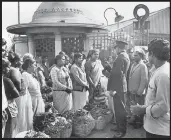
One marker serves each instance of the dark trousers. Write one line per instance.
(149, 135)
(10, 125)
(4, 120)
(133, 99)
(120, 112)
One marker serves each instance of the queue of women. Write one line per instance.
(24, 77)
(76, 83)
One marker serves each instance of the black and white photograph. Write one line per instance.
(85, 69)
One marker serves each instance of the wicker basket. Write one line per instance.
(52, 135)
(55, 135)
(100, 124)
(109, 117)
(83, 130)
(66, 133)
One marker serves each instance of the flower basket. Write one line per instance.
(53, 131)
(109, 117)
(100, 123)
(83, 126)
(66, 133)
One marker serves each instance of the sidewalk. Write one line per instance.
(106, 133)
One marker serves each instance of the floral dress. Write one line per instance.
(62, 100)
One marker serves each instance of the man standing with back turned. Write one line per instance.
(117, 85)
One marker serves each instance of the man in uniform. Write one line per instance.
(117, 85)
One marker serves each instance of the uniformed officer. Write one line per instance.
(117, 85)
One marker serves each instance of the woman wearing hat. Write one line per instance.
(80, 84)
(33, 86)
(117, 85)
(138, 80)
(62, 85)
(93, 68)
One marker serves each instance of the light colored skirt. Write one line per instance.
(38, 104)
(25, 114)
(79, 99)
(111, 105)
(62, 101)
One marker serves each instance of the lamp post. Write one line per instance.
(117, 18)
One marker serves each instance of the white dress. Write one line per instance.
(33, 87)
(25, 112)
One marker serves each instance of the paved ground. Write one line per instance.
(106, 133)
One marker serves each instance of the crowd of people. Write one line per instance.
(139, 89)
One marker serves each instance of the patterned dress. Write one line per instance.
(33, 87)
(80, 94)
(62, 101)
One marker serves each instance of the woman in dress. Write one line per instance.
(93, 68)
(39, 72)
(80, 84)
(33, 86)
(62, 85)
(11, 93)
(25, 113)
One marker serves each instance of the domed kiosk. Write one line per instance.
(55, 26)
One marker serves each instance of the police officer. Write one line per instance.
(117, 85)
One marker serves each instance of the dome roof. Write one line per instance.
(56, 15)
(67, 12)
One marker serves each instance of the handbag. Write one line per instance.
(13, 109)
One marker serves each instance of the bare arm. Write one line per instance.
(144, 80)
(16, 79)
(88, 71)
(75, 73)
(55, 79)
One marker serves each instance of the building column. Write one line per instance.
(58, 44)
(31, 47)
(86, 45)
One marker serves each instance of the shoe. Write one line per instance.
(114, 129)
(119, 135)
(138, 125)
(131, 121)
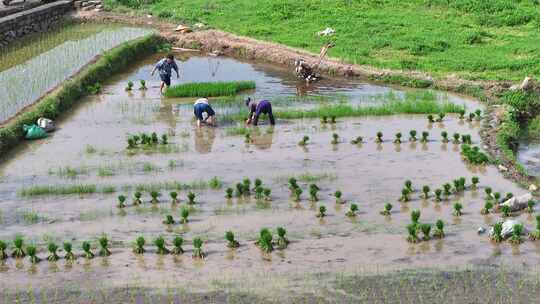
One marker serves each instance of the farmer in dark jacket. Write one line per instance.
(256, 108)
(165, 67)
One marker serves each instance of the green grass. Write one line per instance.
(437, 36)
(209, 89)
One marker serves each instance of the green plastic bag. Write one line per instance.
(34, 132)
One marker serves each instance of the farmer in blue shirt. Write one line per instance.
(256, 108)
(165, 67)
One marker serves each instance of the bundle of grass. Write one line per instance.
(426, 231)
(121, 201)
(154, 195)
(142, 85)
(497, 233)
(184, 214)
(397, 140)
(379, 138)
(457, 209)
(178, 241)
(138, 248)
(68, 249)
(425, 191)
(439, 229)
(191, 198)
(18, 251)
(335, 139)
(104, 246)
(516, 234)
(282, 241)
(412, 230)
(87, 248)
(265, 240)
(424, 138)
(197, 250)
(456, 137)
(412, 135)
(169, 220)
(488, 205)
(159, 242)
(322, 212)
(32, 254)
(387, 209)
(53, 256)
(304, 141)
(535, 235)
(352, 211)
(231, 241)
(209, 89)
(137, 198)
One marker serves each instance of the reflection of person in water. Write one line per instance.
(204, 139)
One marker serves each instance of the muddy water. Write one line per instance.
(94, 135)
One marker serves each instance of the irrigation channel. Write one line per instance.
(88, 154)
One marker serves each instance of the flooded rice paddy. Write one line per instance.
(89, 149)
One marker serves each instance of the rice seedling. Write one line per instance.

--- EXERCISE INSTRUCTIONS ---
Retype every record above word for word, leaving out any pictures.

--- RESULT OF THIS EXERCISE ---
One marker serves each instance of the dark trousers. Write one line per instance.
(149, 135)
(10, 125)
(4, 120)
(133, 99)
(120, 112)
One marker serves each instance of the queue of women. Write one line per instance.
(24, 77)
(76, 83)
One marker serves each instance of the black and white photograph. Write one line per instance.
(85, 69)
One marker serves each instance of the wicker basket. Write one line per instance.
(52, 135)
(55, 135)
(100, 124)
(109, 117)
(83, 130)
(66, 133)
One marker serves each instance of the flower basket. Write one line per instance.
(53, 131)
(109, 117)
(100, 123)
(83, 126)
(66, 133)
One marker serves each instance of the sidewalk. Write one line per instance.
(106, 133)
One marker serves each instance of the floral dress. Write one line per instance.
(62, 100)
One marker serves each instance of the man standing with back turned. Write one line per instance.
(117, 85)
One marker serves each instance of the man in uniform. Write one line per instance.
(117, 85)
One marker serves each instance of the uniformed officer. Write one line per instance.
(117, 85)
One marker serves each instance of the woman wearing hat. Write one line per instance.
(80, 84)
(33, 86)
(117, 85)
(138, 80)
(62, 85)
(93, 68)
One marker serves each instance of the light colored skirt. Write one line per instance.
(38, 104)
(25, 114)
(79, 99)
(111, 105)
(62, 101)
One marker serves each instance of the lamp post. Write one line per instance.
(117, 18)
One marker serves each instance of the white dress. Write one line per instance.
(33, 87)
(25, 112)
One marker serves each instance of the paved ground. Write one line per instance.
(106, 133)
One marker serves each instance of the crowd of people. Write one line per instance.
(139, 89)
One marker serves each instance of the patterned dress. Write one line per instance.
(33, 87)
(80, 94)
(62, 101)
One marker serves each instance of the woman in dress. Write one line per instance.
(93, 68)
(39, 72)
(80, 84)
(33, 86)
(62, 85)
(11, 93)
(25, 113)
One marker serves each instance of the domed kiosk. Write one line per instance.
(55, 26)
One marker serves each instance of the police officer. Write one line per instance.
(117, 85)
One marker serves each instance of the dome roof. Write one line per instance.
(56, 15)
(67, 12)
One marker serves each instance of the handbag. Write one line per instance.
(13, 109)
One marker serves each instance of the bare arm. Write one line per instance.
(144, 80)
(16, 79)
(88, 71)
(75, 73)
(55, 79)
One marker serves each instance of the building column. Write one line per instance.
(58, 44)
(31, 47)
(86, 45)
One marker serves each instance of the shoe. Write one line per instance.
(114, 129)
(119, 135)
(138, 125)
(131, 121)
One marker serves each instance of the farmer in dark jacket. Write one line per instance.
(256, 108)
(165, 67)
One marker serves each instance of the green grass. Write one line per instance.
(437, 36)
(209, 89)
One marker serves each instance of the green plastic bag. Write one line per instance.
(34, 132)
One marker serves each instance of the farmer in blue shirt. Write one line per instance.
(256, 108)
(165, 67)
One marker serves each instance of the bundle of grass. Write one line per instance.
(426, 231)
(121, 201)
(154, 195)
(142, 85)
(497, 233)
(184, 214)
(397, 140)
(379, 138)
(457, 209)
(178, 241)
(138, 248)
(68, 249)
(425, 191)
(439, 229)
(191, 198)
(18, 251)
(335, 139)
(104, 246)
(516, 234)
(282, 241)
(412, 230)
(87, 248)
(265, 240)
(424, 138)
(197, 250)
(456, 137)
(412, 135)
(169, 220)
(488, 205)
(159, 242)
(322, 212)
(32, 254)
(387, 209)
(53, 256)
(304, 141)
(535, 235)
(352, 211)
(231, 241)
(209, 89)
(137, 198)
One marker serves each instance of the reflection of person in water. Write one line per instance.
(204, 139)
One marker serves each instance of the muddy water. Write one line per instance.
(94, 135)
One marker serves each instance of the irrigation channel. Write one line per instance.
(88, 154)
One marker serves each instance of the flooded rice paddy. Write one line per instance.
(89, 149)
One marker serves each instance of the rice seedling. Write one line per instance.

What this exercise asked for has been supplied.